Written problem ->
Rewrite every one of the entries below, substituting "widest part" for "thickest part" and leaving everything else untouched.

Rows ->
....................

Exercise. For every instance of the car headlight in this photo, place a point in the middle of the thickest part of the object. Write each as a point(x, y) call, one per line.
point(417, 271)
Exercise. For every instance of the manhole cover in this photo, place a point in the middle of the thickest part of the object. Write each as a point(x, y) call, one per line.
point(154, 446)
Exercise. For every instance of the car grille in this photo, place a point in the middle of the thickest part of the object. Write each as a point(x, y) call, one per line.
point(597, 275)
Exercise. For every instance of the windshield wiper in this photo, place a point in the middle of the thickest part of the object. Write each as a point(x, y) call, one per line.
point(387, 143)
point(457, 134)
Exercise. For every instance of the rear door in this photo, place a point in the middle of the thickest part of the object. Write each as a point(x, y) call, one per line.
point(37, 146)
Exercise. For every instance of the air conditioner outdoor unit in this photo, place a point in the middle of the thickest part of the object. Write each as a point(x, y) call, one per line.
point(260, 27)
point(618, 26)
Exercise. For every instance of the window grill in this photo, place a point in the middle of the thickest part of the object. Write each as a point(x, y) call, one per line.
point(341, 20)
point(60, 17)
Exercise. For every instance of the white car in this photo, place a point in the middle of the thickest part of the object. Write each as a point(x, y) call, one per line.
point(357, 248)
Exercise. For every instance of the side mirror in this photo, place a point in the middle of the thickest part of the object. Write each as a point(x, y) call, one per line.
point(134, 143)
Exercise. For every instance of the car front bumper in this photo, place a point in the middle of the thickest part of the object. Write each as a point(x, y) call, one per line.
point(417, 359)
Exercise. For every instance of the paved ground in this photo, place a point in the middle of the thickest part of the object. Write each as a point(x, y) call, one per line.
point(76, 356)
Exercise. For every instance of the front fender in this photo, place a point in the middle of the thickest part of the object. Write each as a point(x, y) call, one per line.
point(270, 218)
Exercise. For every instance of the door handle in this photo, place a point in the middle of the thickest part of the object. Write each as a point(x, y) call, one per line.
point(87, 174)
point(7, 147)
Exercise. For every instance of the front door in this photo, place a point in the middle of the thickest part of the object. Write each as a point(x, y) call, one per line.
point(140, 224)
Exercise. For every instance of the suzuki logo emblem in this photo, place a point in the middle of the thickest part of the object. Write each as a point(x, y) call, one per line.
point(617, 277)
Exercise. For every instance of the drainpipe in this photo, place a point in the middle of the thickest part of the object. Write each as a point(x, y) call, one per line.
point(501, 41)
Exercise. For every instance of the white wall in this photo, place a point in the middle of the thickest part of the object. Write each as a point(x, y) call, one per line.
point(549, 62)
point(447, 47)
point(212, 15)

....................

Correct result ->
Exercise. For every instance of the car headlight in this photo, place a point in the middle of the widest part of the object. Write each as a point(x, y) call, one per line.
point(417, 271)
Exercise. For every instance of the manhole cover in this photo, place a point in the middle of the widest part of the object. Write each as a point(x, y) call, one per line.
point(154, 446)
Exercise. For every instance of the car grille in this photo, place a point in the middle of the widest part of the object. Write each as a point(x, y) call, one per line.
point(597, 275)
Exercise. For every instance of the windshield wiper in this photo, place a point in the middle of the widest part of the object. Write each as a point(x, y) call, one per line.
point(387, 143)
point(457, 134)
Exercise. For every instance of the rear door in this photo, place a point in the middle of the widest part of the object. Write each as a point(x, y) call, one per line.
point(37, 146)
Exercise. For every instance of the air conditioner outdoor unit in this photo, place a point in the middle of the widest part of the object. Write each as a point(x, y) call, one per line.
point(260, 27)
point(618, 26)
Exercise. For every instance of the window grill in this photo, place a point in the middle of the widest part of the object. Write each as a point(x, y) call, one per line.
point(341, 20)
point(60, 17)
Exercise. For every instance of the white car in this photo, place a point in the middle of the widest part of the object. Write each as a point(x, y) call, one per line.
point(357, 248)
Exercise. For every instance of the side mirror in this photo, place a point in the middle of the widest part of the object. Write each as a point(x, y) call, one per line.
point(134, 143)
Exercise. For every instance of the car front bumper in this photo, place a point in the middle of the widest part of the object. Write each as a point(x, y) call, one per line.
point(417, 359)
Exercise. For every instance of the paved ground in this photo, place a point in the middle of the widest part of the object. Write each as a point(x, y) call, one per line.
point(76, 356)
Exercise. For every instance of the front fender in this photo, place a point in the middle of the widest part of the object. Write each as a point(x, y) call, one per line.
point(270, 218)
Exercise. For every instance of the door handle in this photo, place a point in the middle of the widest part of the object. Write each as a point(x, y) call, one per line.
point(87, 174)
point(7, 147)
Exercise. For every instance of the front door in this photo, place a point in the middle of the widest part of the object. Write each as a point(x, y) call, one per line.
point(140, 224)
Exercise. For every instance of the suzuki logo emblem in this photo, place a point in the middle of the widest part of the object. Write each as a point(x, y) call, one per line.
point(617, 277)
Exercise. For every instance of the drainpipe in this photo, place a point in the middle of the widest part of the object. Write each as a point(x, y) call, one per line.
point(501, 41)
Exercise. For every instance of the white wall in this photo, place a point in the middle of the widest part of the object. Write each as a point(x, y) call, one per line.
point(549, 62)
point(447, 47)
point(212, 15)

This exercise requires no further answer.